- **STATED GOAL**
Reproduce the lines of the listing beginning with the line containing "Record the location of each instance of the cobblestone" and continuing through the end of the listing, substituting "point" for "marker" and leaving everything else unchanged. Omit the pictures from the answer.

— begin RAW DATA —

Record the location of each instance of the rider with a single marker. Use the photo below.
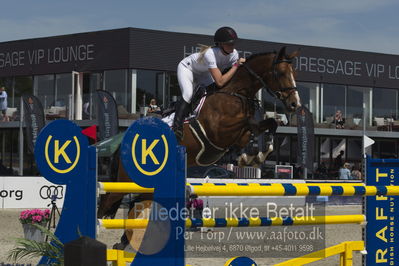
(204, 68)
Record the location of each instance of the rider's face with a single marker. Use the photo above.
(228, 47)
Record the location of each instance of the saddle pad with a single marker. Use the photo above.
(209, 152)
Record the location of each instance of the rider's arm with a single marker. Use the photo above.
(220, 79)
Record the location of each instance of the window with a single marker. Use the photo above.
(63, 92)
(44, 89)
(385, 103)
(115, 81)
(91, 83)
(150, 84)
(23, 85)
(354, 105)
(333, 99)
(308, 94)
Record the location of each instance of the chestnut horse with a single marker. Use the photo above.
(226, 117)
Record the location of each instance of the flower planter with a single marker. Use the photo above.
(33, 233)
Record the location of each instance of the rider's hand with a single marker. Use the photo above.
(239, 62)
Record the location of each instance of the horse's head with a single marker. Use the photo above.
(274, 72)
(282, 80)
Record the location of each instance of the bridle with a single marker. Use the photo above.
(279, 94)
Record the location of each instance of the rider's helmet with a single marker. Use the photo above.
(225, 35)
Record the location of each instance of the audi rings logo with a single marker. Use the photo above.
(51, 192)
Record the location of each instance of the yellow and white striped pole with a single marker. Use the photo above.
(242, 222)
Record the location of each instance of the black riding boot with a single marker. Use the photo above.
(182, 111)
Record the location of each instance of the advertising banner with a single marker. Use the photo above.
(107, 115)
(29, 192)
(305, 138)
(381, 238)
(34, 119)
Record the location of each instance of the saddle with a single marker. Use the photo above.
(199, 93)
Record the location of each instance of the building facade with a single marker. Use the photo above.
(136, 65)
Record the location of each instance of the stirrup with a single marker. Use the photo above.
(179, 134)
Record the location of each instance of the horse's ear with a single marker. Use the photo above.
(281, 53)
(294, 54)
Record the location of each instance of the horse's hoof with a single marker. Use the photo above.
(119, 246)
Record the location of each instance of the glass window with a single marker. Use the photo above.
(23, 85)
(308, 94)
(93, 82)
(354, 150)
(63, 92)
(115, 81)
(354, 106)
(150, 84)
(385, 149)
(271, 104)
(333, 101)
(173, 90)
(385, 103)
(44, 89)
(9, 139)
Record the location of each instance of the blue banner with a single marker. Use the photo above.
(381, 237)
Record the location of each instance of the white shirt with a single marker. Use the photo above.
(213, 58)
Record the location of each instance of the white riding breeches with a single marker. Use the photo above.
(186, 82)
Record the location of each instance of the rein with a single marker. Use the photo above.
(264, 85)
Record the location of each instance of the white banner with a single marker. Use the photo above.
(29, 192)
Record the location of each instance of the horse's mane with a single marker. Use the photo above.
(253, 56)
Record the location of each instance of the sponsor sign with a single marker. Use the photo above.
(284, 171)
(29, 192)
(382, 214)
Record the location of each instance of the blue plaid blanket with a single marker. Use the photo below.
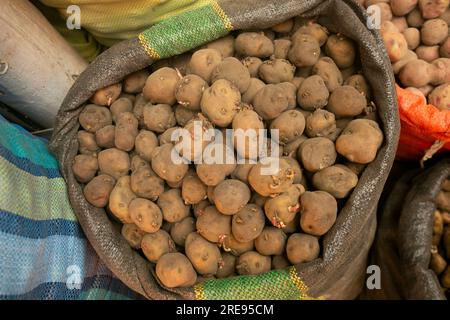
(44, 253)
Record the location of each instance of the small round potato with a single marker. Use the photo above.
(84, 167)
(318, 212)
(203, 62)
(133, 235)
(253, 44)
(189, 91)
(252, 262)
(338, 180)
(248, 223)
(181, 229)
(175, 270)
(94, 117)
(213, 225)
(157, 244)
(160, 86)
(145, 214)
(97, 191)
(172, 205)
(114, 162)
(302, 248)
(204, 255)
(230, 196)
(271, 241)
(360, 140)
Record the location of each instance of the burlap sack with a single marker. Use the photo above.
(402, 248)
(340, 272)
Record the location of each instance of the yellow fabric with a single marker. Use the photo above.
(110, 21)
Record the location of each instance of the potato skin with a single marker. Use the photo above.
(338, 180)
(175, 270)
(114, 162)
(172, 205)
(204, 255)
(94, 117)
(120, 198)
(251, 263)
(271, 241)
(220, 102)
(248, 223)
(360, 140)
(97, 191)
(230, 196)
(160, 86)
(302, 248)
(213, 225)
(253, 44)
(318, 212)
(145, 214)
(84, 167)
(156, 245)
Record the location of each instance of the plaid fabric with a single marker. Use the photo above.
(44, 253)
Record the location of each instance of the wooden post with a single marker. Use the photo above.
(37, 66)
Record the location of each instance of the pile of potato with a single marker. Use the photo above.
(440, 248)
(218, 220)
(416, 36)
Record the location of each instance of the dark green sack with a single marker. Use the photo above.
(340, 272)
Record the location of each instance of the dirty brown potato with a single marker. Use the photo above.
(189, 91)
(133, 235)
(126, 131)
(175, 270)
(163, 165)
(106, 96)
(253, 44)
(320, 123)
(135, 82)
(94, 117)
(157, 244)
(275, 71)
(213, 225)
(360, 140)
(338, 180)
(84, 167)
(282, 209)
(318, 212)
(145, 214)
(220, 102)
(230, 196)
(97, 191)
(159, 117)
(251, 263)
(120, 198)
(271, 241)
(290, 125)
(181, 229)
(87, 142)
(146, 184)
(160, 86)
(341, 50)
(248, 223)
(172, 205)
(313, 93)
(114, 162)
(105, 136)
(346, 102)
(317, 154)
(204, 255)
(301, 248)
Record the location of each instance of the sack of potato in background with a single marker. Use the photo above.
(412, 243)
(179, 238)
(416, 36)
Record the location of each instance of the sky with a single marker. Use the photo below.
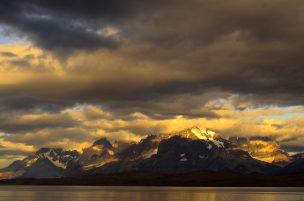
(74, 71)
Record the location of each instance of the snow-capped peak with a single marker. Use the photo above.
(58, 157)
(206, 134)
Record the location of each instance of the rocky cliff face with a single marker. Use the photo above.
(185, 151)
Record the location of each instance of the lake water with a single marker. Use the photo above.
(93, 193)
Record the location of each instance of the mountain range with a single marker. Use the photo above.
(190, 150)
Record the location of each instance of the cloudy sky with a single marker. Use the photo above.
(73, 71)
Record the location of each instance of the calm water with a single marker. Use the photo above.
(89, 193)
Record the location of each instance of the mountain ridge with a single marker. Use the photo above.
(189, 150)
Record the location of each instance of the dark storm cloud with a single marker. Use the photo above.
(253, 49)
(58, 26)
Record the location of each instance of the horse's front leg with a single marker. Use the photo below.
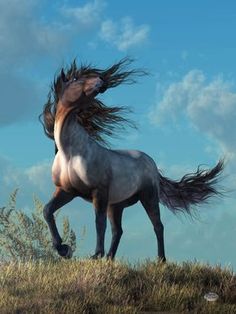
(100, 204)
(60, 198)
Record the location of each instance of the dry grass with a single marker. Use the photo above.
(87, 286)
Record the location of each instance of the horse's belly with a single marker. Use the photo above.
(60, 175)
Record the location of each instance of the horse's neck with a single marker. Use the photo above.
(70, 136)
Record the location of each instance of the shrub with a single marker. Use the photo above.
(26, 236)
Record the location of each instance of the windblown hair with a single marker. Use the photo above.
(192, 190)
(97, 118)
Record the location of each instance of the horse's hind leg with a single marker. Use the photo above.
(100, 205)
(150, 202)
(115, 216)
(59, 199)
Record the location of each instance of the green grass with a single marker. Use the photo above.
(87, 286)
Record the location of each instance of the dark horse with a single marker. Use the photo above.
(110, 179)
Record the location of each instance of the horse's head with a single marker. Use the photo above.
(79, 88)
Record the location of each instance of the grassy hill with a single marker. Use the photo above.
(86, 286)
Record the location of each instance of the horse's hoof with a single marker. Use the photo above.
(161, 259)
(65, 251)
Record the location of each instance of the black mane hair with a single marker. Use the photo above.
(97, 118)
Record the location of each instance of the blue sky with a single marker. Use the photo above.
(185, 108)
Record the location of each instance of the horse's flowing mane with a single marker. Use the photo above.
(97, 118)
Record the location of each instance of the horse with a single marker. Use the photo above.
(110, 179)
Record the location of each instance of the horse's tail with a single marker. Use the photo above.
(192, 189)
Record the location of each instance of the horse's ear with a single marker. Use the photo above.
(92, 86)
(63, 76)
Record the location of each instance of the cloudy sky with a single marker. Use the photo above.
(185, 109)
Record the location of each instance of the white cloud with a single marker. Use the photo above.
(35, 179)
(123, 34)
(209, 105)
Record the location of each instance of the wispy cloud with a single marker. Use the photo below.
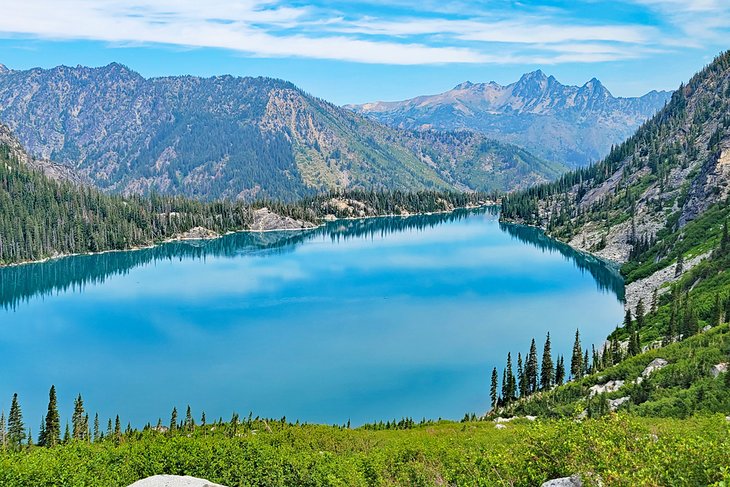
(368, 31)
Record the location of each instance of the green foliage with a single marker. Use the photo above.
(618, 450)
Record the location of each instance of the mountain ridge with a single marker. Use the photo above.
(228, 137)
(570, 124)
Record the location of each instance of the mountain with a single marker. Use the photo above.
(570, 124)
(659, 206)
(45, 211)
(239, 138)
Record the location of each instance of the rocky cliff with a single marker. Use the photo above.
(575, 125)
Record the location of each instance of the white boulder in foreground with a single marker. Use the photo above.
(173, 481)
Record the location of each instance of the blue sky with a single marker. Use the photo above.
(352, 51)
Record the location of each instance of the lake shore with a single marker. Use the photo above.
(182, 238)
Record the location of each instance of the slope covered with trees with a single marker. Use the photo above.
(42, 217)
(237, 138)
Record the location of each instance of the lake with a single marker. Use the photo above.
(363, 320)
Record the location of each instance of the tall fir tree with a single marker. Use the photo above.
(78, 419)
(3, 431)
(173, 420)
(16, 428)
(576, 359)
(521, 379)
(531, 369)
(52, 433)
(546, 370)
(560, 371)
(96, 427)
(640, 312)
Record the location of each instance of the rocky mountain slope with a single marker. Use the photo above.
(571, 124)
(241, 138)
(657, 203)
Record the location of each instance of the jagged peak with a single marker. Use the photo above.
(464, 86)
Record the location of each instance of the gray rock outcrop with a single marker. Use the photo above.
(572, 481)
(654, 365)
(266, 220)
(610, 386)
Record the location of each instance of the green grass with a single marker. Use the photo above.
(620, 450)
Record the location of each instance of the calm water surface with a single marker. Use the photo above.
(361, 320)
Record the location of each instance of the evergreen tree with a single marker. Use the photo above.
(3, 431)
(576, 360)
(546, 370)
(627, 319)
(173, 420)
(42, 432)
(96, 427)
(640, 312)
(616, 352)
(560, 371)
(52, 433)
(531, 369)
(16, 428)
(680, 266)
(521, 379)
(189, 421)
(493, 388)
(78, 420)
(511, 382)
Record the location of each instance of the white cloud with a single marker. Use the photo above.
(432, 33)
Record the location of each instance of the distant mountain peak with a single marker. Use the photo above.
(566, 123)
(464, 86)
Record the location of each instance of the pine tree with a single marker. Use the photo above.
(52, 433)
(560, 371)
(117, 429)
(78, 420)
(189, 421)
(640, 314)
(3, 431)
(521, 379)
(511, 382)
(531, 369)
(96, 427)
(680, 266)
(173, 420)
(16, 428)
(616, 352)
(546, 371)
(576, 360)
(493, 388)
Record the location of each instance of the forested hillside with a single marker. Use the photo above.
(41, 217)
(237, 138)
(659, 204)
(575, 125)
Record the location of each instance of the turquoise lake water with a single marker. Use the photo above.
(361, 320)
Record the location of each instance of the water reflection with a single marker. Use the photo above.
(606, 274)
(21, 283)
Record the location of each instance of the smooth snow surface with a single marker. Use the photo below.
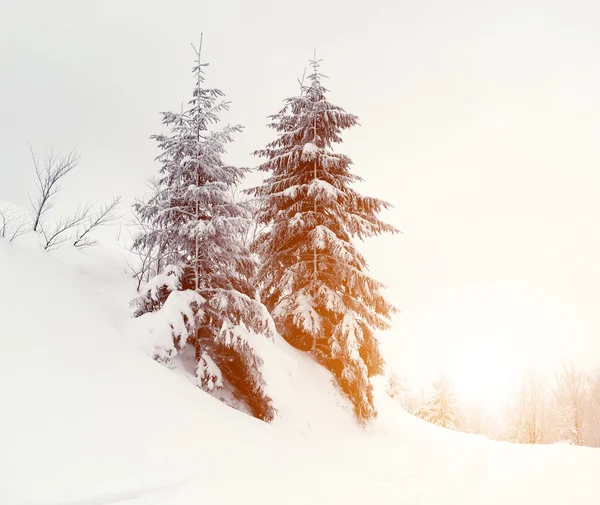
(88, 419)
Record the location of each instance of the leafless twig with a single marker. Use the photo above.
(49, 170)
(106, 215)
(58, 233)
(11, 225)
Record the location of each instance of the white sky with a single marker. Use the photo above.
(480, 123)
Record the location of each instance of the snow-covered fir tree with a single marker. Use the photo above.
(199, 227)
(313, 278)
(441, 408)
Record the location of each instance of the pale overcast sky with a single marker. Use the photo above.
(480, 122)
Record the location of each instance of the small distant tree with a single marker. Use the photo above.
(570, 398)
(50, 170)
(530, 422)
(441, 407)
(591, 432)
(472, 418)
(397, 388)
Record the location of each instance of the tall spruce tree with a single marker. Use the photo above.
(199, 225)
(313, 279)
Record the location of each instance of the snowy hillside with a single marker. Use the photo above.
(87, 418)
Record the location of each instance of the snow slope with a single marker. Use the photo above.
(87, 419)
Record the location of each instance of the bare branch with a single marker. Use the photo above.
(105, 216)
(58, 234)
(11, 225)
(49, 170)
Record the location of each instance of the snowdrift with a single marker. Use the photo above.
(87, 418)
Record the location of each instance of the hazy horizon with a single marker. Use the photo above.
(479, 123)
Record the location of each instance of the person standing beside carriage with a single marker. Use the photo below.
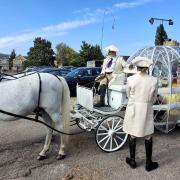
(112, 66)
(138, 121)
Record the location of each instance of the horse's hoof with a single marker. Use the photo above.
(40, 158)
(60, 157)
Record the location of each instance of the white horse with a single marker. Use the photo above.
(20, 96)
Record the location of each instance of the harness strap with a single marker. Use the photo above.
(39, 98)
(41, 122)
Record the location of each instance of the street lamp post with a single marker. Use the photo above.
(151, 20)
(102, 31)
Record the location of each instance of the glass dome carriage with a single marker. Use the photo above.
(166, 67)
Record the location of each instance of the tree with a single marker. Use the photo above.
(89, 52)
(66, 56)
(41, 53)
(11, 57)
(161, 35)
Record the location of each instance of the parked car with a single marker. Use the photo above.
(84, 76)
(55, 71)
(48, 69)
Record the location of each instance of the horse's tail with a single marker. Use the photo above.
(65, 108)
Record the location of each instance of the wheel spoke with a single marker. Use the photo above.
(111, 143)
(120, 138)
(108, 124)
(117, 124)
(116, 142)
(103, 128)
(100, 134)
(103, 139)
(118, 128)
(113, 123)
(106, 142)
(120, 133)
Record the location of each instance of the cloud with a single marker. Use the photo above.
(132, 4)
(88, 17)
(48, 31)
(69, 25)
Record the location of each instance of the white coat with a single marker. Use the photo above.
(117, 66)
(142, 93)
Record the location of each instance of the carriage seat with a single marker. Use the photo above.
(119, 88)
(118, 83)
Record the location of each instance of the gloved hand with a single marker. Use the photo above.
(131, 66)
(101, 76)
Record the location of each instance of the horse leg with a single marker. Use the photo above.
(42, 154)
(61, 153)
(56, 117)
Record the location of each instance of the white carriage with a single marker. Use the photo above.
(107, 121)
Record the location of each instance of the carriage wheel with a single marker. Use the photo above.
(109, 134)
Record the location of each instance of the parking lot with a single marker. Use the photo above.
(21, 141)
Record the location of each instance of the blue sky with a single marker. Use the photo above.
(72, 21)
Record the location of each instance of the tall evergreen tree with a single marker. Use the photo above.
(41, 53)
(161, 35)
(11, 57)
(89, 52)
(66, 56)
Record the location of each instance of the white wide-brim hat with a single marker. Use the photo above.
(111, 48)
(130, 71)
(141, 62)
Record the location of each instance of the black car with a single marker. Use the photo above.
(55, 71)
(84, 76)
(48, 69)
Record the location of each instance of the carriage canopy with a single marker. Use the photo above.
(166, 67)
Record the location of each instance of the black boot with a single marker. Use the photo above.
(150, 165)
(132, 150)
(102, 96)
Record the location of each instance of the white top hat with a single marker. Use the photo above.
(111, 48)
(141, 62)
(130, 71)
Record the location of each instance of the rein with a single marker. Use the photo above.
(37, 110)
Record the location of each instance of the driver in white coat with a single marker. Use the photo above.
(138, 121)
(112, 66)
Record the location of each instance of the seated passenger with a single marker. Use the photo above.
(112, 66)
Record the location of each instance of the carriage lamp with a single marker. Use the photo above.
(151, 21)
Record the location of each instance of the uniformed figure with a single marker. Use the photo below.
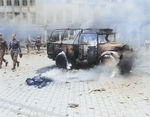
(38, 43)
(15, 49)
(3, 47)
(28, 43)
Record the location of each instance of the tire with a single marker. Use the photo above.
(125, 65)
(61, 61)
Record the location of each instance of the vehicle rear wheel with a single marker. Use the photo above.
(125, 65)
(61, 61)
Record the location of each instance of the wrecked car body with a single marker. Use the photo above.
(85, 47)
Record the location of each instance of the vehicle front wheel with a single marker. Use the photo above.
(61, 61)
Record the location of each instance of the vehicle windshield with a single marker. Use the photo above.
(88, 39)
(102, 38)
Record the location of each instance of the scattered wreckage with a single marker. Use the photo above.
(86, 47)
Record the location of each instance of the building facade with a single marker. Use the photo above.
(38, 17)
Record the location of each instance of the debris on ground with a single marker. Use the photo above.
(73, 105)
(97, 90)
(38, 81)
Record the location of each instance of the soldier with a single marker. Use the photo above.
(38, 43)
(15, 49)
(28, 43)
(3, 47)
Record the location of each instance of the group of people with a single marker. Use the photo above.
(15, 49)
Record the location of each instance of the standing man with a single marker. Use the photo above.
(38, 43)
(3, 47)
(15, 49)
(28, 43)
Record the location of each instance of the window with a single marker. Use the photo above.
(89, 39)
(8, 2)
(32, 2)
(24, 16)
(24, 2)
(114, 0)
(17, 15)
(68, 1)
(33, 18)
(1, 3)
(1, 15)
(9, 16)
(16, 3)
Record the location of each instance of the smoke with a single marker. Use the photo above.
(130, 19)
(91, 74)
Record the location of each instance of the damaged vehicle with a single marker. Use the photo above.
(88, 47)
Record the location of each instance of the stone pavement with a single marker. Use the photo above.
(125, 96)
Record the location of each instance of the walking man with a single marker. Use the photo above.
(15, 49)
(3, 47)
(28, 43)
(38, 43)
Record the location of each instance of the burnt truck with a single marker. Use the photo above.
(87, 47)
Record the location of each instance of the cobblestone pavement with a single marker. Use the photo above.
(126, 96)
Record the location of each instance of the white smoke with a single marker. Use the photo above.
(129, 18)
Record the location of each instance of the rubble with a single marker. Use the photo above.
(73, 105)
(38, 81)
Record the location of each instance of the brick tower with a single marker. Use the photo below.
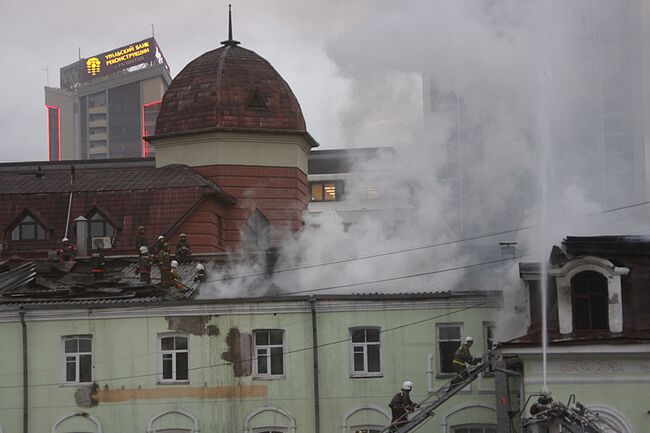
(233, 118)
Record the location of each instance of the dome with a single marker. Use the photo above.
(229, 88)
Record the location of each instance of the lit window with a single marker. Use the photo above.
(28, 230)
(366, 352)
(78, 359)
(99, 226)
(173, 358)
(448, 342)
(269, 353)
(326, 191)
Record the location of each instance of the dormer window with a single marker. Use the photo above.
(28, 229)
(100, 226)
(589, 301)
(256, 101)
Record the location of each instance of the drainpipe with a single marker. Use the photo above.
(312, 304)
(25, 376)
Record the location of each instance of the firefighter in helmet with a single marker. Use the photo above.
(401, 405)
(462, 360)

— end RAW DATA —

- **OUTPUT BELOW**
Record the location of each instance of the cobblestone pavement with a single point. Use the photo above.
(126, 96)
Record the location of each instance of the white smoke with a single point. Use the photo above.
(129, 18)
Record the location of each instance of the rubble with a single point. Use the photo above.
(73, 105)
(38, 81)
Record the location of each instance of the brick tower with a single point. Use the photo below.
(233, 118)
Record the location of each instance of the dome with a single point. Use the photo above.
(229, 88)
Record the location of each instance of the lit window with a single point. Use the photo above.
(28, 230)
(366, 352)
(78, 359)
(99, 226)
(173, 358)
(448, 342)
(269, 353)
(326, 191)
Record the location of each instance of the dormer window with a single point. Use the photo above.
(28, 229)
(100, 226)
(589, 301)
(256, 101)
Record the location of each instance of the drainpipe with a single point. Use the photo above.
(312, 304)
(25, 376)
Record the location of each instance of the firefighter in helmet with a single point. Use the photo above.
(401, 405)
(462, 360)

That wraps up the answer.